----- Given information -----

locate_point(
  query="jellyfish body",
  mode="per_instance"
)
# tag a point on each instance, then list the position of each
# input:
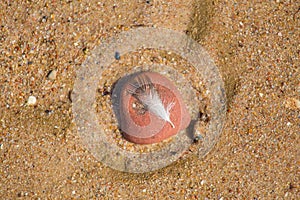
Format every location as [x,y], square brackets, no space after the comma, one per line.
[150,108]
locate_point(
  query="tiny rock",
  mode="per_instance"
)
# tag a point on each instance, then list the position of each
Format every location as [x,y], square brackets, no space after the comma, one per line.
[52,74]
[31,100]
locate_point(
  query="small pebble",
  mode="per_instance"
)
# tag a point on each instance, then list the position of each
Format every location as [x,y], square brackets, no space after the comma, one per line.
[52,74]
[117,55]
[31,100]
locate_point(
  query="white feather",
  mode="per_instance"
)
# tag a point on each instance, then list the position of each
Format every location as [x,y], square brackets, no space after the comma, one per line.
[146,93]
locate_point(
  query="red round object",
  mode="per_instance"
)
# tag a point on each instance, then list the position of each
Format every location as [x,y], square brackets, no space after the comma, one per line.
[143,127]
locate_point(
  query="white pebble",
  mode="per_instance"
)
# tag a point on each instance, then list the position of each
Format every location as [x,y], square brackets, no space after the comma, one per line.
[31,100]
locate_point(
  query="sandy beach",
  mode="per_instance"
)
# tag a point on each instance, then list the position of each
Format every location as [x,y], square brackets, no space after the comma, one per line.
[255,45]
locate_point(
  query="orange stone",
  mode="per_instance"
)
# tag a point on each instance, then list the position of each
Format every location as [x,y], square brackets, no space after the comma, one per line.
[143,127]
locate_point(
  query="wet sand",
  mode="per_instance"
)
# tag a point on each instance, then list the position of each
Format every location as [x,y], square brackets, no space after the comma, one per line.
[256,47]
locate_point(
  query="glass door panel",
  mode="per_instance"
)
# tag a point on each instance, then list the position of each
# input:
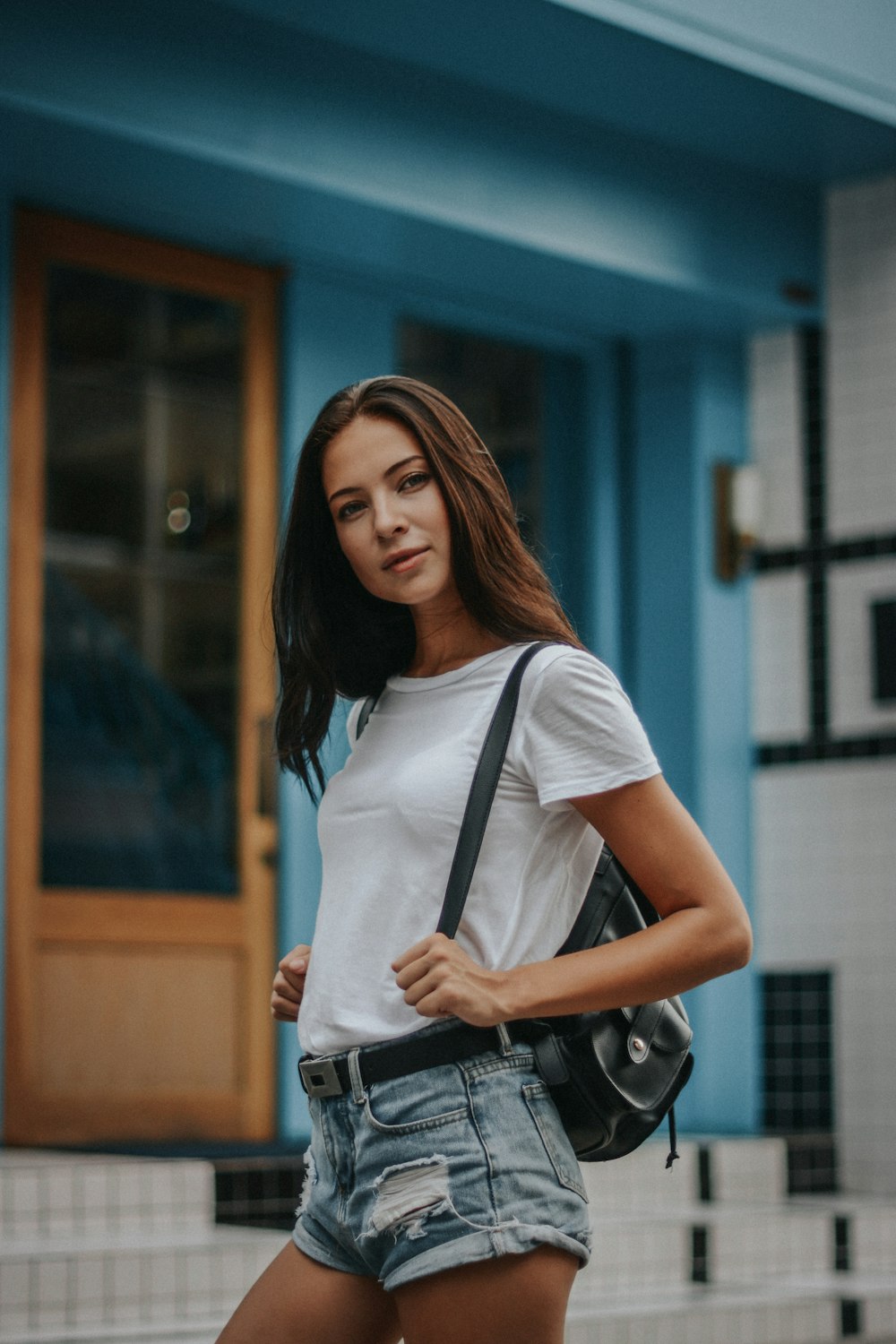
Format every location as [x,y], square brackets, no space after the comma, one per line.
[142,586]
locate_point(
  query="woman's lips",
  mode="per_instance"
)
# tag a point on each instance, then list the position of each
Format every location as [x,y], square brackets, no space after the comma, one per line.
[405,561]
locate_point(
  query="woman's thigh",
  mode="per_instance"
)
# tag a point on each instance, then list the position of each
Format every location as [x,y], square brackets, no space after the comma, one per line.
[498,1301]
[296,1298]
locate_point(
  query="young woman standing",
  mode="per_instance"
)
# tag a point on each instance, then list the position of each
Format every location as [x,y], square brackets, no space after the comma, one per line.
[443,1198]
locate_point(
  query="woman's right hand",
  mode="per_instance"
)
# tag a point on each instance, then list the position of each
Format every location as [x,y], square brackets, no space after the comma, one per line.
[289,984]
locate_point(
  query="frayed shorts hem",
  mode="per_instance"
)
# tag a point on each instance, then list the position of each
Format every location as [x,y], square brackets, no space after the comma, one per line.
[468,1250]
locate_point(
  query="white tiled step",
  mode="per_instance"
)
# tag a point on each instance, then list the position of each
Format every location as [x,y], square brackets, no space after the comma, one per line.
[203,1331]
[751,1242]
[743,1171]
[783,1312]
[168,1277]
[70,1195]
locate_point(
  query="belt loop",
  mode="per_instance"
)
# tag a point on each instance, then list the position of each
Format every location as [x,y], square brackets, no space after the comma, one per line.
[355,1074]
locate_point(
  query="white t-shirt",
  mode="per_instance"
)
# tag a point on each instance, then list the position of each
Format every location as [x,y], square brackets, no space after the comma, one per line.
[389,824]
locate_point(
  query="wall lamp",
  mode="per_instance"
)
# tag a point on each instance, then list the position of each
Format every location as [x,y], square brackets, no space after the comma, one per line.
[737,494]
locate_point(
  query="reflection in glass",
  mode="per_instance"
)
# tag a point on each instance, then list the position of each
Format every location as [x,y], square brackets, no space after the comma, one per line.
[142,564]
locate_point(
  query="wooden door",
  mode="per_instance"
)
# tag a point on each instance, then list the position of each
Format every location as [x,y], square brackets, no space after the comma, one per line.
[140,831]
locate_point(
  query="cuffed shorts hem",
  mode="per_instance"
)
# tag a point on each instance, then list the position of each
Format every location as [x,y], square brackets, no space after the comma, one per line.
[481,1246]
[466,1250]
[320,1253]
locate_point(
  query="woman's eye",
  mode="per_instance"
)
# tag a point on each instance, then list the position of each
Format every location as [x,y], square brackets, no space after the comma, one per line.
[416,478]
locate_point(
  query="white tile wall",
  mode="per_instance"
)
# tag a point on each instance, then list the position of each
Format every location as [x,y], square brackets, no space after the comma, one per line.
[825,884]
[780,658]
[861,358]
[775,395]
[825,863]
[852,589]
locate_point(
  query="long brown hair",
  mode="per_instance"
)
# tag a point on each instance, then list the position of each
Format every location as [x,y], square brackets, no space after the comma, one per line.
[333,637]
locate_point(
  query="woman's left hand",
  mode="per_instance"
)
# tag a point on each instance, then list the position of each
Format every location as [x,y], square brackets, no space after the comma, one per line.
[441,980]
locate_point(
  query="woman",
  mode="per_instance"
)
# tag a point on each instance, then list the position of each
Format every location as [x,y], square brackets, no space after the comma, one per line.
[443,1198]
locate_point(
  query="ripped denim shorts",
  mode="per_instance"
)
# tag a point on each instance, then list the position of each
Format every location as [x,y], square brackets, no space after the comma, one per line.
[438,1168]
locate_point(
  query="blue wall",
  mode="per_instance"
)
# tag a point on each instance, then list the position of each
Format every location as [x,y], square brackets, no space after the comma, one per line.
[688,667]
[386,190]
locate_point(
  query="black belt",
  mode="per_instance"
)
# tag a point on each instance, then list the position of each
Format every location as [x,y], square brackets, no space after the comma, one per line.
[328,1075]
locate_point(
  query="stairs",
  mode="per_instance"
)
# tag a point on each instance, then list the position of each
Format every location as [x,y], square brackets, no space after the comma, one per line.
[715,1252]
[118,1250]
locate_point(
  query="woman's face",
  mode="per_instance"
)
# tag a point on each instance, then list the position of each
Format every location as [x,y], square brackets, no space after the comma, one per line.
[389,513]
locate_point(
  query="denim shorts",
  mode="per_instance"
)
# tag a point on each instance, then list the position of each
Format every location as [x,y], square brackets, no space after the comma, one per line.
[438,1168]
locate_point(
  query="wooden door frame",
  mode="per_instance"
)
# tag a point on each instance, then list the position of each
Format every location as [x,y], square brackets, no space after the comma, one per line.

-----

**Set problem**
Copy every line of the material above that contains the string "wall".

**Finished answer**
  query="wall lamp",
  query="white tile wall",
  query="blue wall",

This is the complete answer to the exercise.